PAGE EXCERPT =>
# # # # # # #

# Need a new computer name :D



## >>PhoeniX<< (Jun 2, 2011)

So basically I want to name my new build. Usually I give a dumb name to my builds, like InerTia* (Custom graphics on my last build).

So basically I just ordered myself a white Phantom so I need a name. Sounds really immature but its my thing.

Suggestions? Sig Rig.


----------



## cheesy999 (Jun 2, 2011)

name it after something you like, for example you could call it Dr pepper, or kittens (but not marmite, I've just decided to call my pc that)


----------



## Maelstrom (Jun 2, 2011)

Hey, I also have a white Phantom (just arrived today). Perhaps name it after a Greek/Roman or Norse god? That's what I do. Lots to choose from. 

Greek: https://secure.wikimedia.org/wikipedia/en/wiki/List_of_Greek_mythological_figures

Norse: https://secure.wikimedia.org/wikipedia/en/wiki/Norse_gods


----------



## >>PhoeniX<< (Jun 2, 2011)

Thanks, Maelstrom.


----------



## LifeOnMars (Jun 2, 2011)

# # # # # # #

WHAT IS ASKED =>
1. Output the records exactly as they appear, from the line with "Target: romaine lettuce leaf" through the final line of the records, including both of those lines.
2. Write the next part of the forum thread about naming a new computer build, continuing from its last line.
The thread and the records have no connection to each other.

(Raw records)
# # # # # # #

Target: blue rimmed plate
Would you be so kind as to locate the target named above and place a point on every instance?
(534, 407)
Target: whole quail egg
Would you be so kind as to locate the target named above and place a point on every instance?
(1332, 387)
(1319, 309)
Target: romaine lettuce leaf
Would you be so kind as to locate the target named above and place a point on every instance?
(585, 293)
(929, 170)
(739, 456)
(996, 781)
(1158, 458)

# # # # # # #

ANSWERS TO THE EXERCISE =>
1.
Target: romaine lettuce leaf
Would you be so kind as to locate the target named above and place a point on every instance?
(585, 293)
(929, 170)
(739, 456)
(996, 781)
(1158, 458)

2.
Phoenix from the flames


----------



## cheesy999 (Jun 2, 2011)

LifeOnMars said:


> Phoenix from the flames



Still not as good as kittens


----------



## LifeOnMars (Jun 2, 2011)

cheesy999 said:


> Still not as good as kittens



Meh....I can't stand cats


----------



## micropage7 (Jun 2, 2011)

it comes from the system it self, like if your rig pretty powerfull you can use like 'hercules'
if you use water cooling and make it silence you can use 'silent hill' maybe like the game title
if you like extreme things and unbeatable you can use 'zeus' 
or you compile from many names like 'arch' athlon, rog, corsair and heavy (like you oc it)


----------



## boise49ers (Jun 2, 2011)

*Ha !*

Mine's staying Knuckle Stripping Hexie until I 
get my new case hopefully next week. I should 
be able to OC it more with 5 fans as opposed to 
none and the new one is pretty cool looking.


----------



## douglatins (Jun 2, 2011)

Look at ships (real, 17-19 century), starships (movies)


----------



## boise49ers (Jun 2, 2011)

douglatins said:


> Look at ships (real, 17-19 century), starships (movies)



Whatchu Talking about Willis ?


----------



## Velvet Wafer (Jun 2, 2011)

>>PhoeniX<< said:


> So basically I want to name my new build. Usually I give a dumb name to my builds, like InerTia* (Custom graphics on my last build).
> 
> So basically I just ordered myself a white Phantom so I need a name. Sounds really immature but its my thing.
> 
> Suggestions? Sig Rig.



How does it come, you dont like "InerTia"?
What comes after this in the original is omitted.